:: Task ::
From the records below, pick out each line containing the word "wall", and copy those lines. Case counts.

◇ ◇ ◇

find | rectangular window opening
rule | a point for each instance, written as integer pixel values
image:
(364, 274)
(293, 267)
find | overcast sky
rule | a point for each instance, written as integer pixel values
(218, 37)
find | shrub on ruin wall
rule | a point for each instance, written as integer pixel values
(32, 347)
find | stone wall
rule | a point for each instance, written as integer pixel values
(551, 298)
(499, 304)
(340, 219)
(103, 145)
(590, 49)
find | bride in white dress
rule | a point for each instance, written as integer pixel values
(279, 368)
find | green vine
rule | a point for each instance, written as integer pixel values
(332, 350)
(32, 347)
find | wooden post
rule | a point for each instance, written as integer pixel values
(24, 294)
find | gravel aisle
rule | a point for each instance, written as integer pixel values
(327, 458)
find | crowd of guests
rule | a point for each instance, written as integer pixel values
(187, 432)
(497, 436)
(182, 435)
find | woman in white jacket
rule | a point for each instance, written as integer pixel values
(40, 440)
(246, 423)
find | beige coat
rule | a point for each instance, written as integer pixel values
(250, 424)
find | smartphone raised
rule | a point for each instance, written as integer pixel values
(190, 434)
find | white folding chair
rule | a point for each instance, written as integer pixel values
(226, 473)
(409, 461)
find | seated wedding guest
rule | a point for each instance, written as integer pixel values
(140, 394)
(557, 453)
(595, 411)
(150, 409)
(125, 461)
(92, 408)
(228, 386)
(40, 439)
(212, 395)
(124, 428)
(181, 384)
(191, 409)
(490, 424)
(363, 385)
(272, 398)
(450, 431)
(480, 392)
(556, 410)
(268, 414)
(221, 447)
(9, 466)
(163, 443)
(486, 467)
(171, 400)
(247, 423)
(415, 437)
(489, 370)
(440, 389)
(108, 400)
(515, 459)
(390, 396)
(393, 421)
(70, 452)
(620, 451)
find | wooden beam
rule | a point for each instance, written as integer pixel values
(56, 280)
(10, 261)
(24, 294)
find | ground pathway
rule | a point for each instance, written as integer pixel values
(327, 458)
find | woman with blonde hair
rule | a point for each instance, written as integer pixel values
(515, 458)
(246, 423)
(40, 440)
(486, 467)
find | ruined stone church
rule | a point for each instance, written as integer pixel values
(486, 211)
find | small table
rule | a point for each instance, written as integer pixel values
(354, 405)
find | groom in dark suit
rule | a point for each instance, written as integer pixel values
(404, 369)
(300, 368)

◇ ◇ ◇

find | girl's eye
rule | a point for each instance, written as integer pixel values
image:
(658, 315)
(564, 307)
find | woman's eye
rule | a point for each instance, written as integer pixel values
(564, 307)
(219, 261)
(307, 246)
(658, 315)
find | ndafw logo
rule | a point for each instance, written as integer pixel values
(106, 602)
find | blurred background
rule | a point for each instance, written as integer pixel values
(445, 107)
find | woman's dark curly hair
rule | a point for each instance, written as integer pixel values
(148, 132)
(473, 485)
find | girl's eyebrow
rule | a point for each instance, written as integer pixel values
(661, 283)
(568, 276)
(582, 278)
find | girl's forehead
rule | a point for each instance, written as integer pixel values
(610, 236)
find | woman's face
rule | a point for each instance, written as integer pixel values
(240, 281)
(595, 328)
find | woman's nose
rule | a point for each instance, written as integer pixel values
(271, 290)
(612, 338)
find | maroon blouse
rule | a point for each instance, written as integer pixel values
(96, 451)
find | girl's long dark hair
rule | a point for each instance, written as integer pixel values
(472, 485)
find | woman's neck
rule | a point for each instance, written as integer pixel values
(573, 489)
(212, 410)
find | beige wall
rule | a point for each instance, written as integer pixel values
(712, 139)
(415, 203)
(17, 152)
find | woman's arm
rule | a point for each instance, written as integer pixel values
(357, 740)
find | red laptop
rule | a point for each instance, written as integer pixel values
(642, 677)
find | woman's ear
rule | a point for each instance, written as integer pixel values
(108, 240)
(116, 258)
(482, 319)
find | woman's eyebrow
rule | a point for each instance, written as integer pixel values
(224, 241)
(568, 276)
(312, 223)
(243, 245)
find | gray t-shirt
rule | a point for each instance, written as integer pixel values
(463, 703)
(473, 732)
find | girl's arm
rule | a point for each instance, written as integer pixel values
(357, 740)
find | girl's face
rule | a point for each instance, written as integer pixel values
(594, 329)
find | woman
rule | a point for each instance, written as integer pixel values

◇ ◇ ◇

:: Right answer ::
find | shrub on ruin wall
find | stone wall
find | beige wall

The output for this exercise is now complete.